PASSAGE TO READ
━━━━━━━━━━━━━━━━━━━━━━━━━━━━━━
# Mink oil



## Thumper (Feb 18, 2007)

SO yesterday I hosted the local Virginia Beach Havanese Playgroup at my house so I thought I'd get Gucci all bathed and cleaned up for that (waste of time! lol) But anyhow.....

I decided to try to use a little Mink Oil (The kind that you buy at the shoe stores) to tame some of the stray crazy fur on top of her head and it actually WORKED! Her forehead hair did comb back better and this morning it is so soft and silky!

:clap2: AND now, I'm wondering if this would be a good idea to put on the coat in places that are prone to *mat* in the future to make combing them out easier? She's not really matting yet, but I do see alot of potential in the mink oil for use in the future! It may even help to comb out mats????

Has anyone else tried this?

She needs another bath today! It was a hot day yesterday here in Virginia and the dogs spent alot of time hiding in shade and trying to play with each other there! lol

I'll post some pics later!

Kara


----------



## Julie (Feb 8, 2007)

I don't know about the mink oil,but would definitely be interested in what others opinions are.:ear: They make a hair product for women with mink oil I think too.:fear: of getting it into the eyes and mouth would be a concern...
━━━━━━━━━━━━━━━━━━━━━━━━━━━━━━
TASK INPUT
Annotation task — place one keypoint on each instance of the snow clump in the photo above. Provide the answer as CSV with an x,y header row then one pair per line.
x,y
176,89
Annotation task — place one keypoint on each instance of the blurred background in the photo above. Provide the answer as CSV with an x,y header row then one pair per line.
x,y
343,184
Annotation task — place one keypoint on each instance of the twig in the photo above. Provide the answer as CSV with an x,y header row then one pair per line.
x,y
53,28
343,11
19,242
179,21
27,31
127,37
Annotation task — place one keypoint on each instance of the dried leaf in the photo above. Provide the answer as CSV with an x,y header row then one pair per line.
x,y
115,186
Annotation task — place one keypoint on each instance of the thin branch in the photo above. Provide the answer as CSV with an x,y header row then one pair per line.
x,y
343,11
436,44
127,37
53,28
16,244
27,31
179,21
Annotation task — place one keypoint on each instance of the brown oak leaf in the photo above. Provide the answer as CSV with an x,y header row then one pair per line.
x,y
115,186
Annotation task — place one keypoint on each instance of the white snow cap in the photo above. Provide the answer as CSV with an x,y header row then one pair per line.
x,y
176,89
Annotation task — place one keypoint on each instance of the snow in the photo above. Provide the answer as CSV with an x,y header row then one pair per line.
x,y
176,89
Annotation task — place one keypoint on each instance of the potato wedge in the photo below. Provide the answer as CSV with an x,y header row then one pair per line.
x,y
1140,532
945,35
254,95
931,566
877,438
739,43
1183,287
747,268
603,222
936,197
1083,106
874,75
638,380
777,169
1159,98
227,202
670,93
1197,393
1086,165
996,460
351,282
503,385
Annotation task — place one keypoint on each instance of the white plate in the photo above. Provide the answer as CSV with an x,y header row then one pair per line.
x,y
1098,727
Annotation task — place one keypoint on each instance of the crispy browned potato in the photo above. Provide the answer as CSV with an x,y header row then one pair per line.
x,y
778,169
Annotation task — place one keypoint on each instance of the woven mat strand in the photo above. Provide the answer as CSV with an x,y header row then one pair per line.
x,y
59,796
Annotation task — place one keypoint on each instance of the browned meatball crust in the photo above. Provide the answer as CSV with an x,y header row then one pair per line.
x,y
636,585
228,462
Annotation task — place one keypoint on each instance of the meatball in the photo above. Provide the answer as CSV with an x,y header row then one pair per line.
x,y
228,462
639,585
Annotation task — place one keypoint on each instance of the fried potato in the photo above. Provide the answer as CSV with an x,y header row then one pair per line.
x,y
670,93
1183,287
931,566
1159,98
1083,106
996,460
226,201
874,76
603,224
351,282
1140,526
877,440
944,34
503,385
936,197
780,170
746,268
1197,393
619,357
━━━━━━━━━━━━━━━━━━━━━━━━━━━━━━
PROMPT A
In the mink oil thread, what group did Kara host at her house?
PROMPT B
Quote the part of the rows that starts at the line containing "of the browned" and runs to the end of the rows, both ends included.

FULL ANSWER A
The local Virginia Beach Havanese Playgroup.

FULL ANSWER B
Annotation task — place one keypoint on each instance of the browned meatball crust in the photo above. Provide the answer as CSV with an x,y header row then one pair per line.
x,y
636,585
228,462
Annotation task — place one keypoint on each instance of the meatball in the photo above. Provide the answer as CSV with an x,y header row then one pair per line.
x,y
228,462
639,585
Annotation task — place one keypoint on each instance of the fried potato in the photo above. Provide the answer as CSV with an x,y header row then one pair per line.
x,y
670,93
1183,287
931,566
1159,98
1083,106
996,460
226,201
874,76
603,224
351,282
1140,526
877,440
944,34
503,385
936,197
780,170
746,268
1197,393
619,357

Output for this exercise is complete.